**CONSEGNA 1**
Modifichi i record dall'inizio fino alla riga che contiene "0,22,200,48", compresa, e li riporti sostituendo "gravel strip" con "sandy strip" e lasciando invariato tutto il resto.
:: BRANO DA LEGGERE ::
Resta in mani italiane Manifatture Sigaro Toscano (MST), la società produttrice dei noti sigari, che faceva capo sinora a SECI spa, la holding con la quale la famiglia Maccaferri controllava l’omonimo gruppo, dichiarata fallita dal Tribunale di Bologna nel luglio 2021 (si veda altro articolo di BeBeez), con la Corte d’Appello di Bologna che nel novembre 2021 ha respinto il ricorso della società contro la sentenza, confermandone quindi il fallimento (si veda altro articolo di BeBeez).
:::
:: RECORD FORNITI ::
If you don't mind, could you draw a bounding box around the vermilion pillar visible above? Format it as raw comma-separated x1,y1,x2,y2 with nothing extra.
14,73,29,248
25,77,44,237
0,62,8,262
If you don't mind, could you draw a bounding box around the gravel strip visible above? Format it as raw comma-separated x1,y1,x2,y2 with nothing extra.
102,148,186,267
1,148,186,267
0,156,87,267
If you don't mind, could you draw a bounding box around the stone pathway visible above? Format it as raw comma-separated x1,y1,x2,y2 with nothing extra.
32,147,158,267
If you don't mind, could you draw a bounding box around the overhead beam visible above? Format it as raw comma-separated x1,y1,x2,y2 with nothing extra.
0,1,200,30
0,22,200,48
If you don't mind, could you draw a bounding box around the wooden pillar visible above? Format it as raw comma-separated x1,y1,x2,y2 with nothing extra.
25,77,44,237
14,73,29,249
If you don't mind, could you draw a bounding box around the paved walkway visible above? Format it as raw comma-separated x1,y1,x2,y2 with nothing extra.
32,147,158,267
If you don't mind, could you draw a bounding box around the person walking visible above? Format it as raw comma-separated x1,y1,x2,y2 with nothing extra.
:::
**CONSEGNA 2**
Prosegua l'articolo su Manifatture Sigaro Toscano dopo l'ultima frase riportata.

**RISPOSTA 1**
If you don't mind, could you draw a bounding box around the vermilion pillar visible above? Format it as raw comma-separated x1,y1,x2,y2 with nothing extra.
14,73,29,248
25,77,44,237
0,62,8,262
If you don't mind, could you draw a bounding box around the sandy strip visible above? Format it as raw comma-separated x1,y1,x2,y2 with nothing extra.
102,148,186,267
1,148,186,267
0,156,87,267
If you don't mind, could you draw a bounding box around the stone pathway visible above? Format it as raw comma-separated x1,y1,x2,y2 with nothing extra.
32,147,158,267
If you don't mind, could you draw a bounding box around the overhead beam visible above? Format it as raw comma-separated x1,y1,x2,y2 with nothing extra.
0,1,200,30
0,22,200,48

**RISPOSTA 2**
Il passaggio del controllo di MST, avvenuto nei giorni scorsi nelle mani delle famiglie Montezemolo, Gnudi, Regina e Valli, cioé la cordata di imprenditori italiani che già possedeva il 49,9% del capitale, ha seguito a ruota l’omologa con concordato fallimentare di SECI, pubblicata dal Tribunale di Bologna lo scorso 20 novembre e che ha visto nel ruolo di assuntore di tutti gli asset (attivi e passivi) del fallimento Apollo Delos Italy 4 srl, società veicolo che fa capo ad Apeiron Management spa, società guidata da Alessandro Fracanzani, che è advisor esclusivo per l’Italia del colosso Usa degli investimenti alternativi Apollo Global Management. Una conclusione, quella del passaggio del controllo di SECI ad Apollo, che era attesa da circa un anno, cioé da quando, poco prima del Natale 2022, Apeiron aveva depositato la sua ultima offerta da circa 260 milioni di euro per SECI sul tavolo dei tre curatori fallimentari, Claudio Solferini, Enrica Piacquaddio e Antonio Rossi (si veda altro articolo di BeBeez). Dopo l’ok dei curatori, l’offerta aveva ottenuto anche il via libera dei creditori.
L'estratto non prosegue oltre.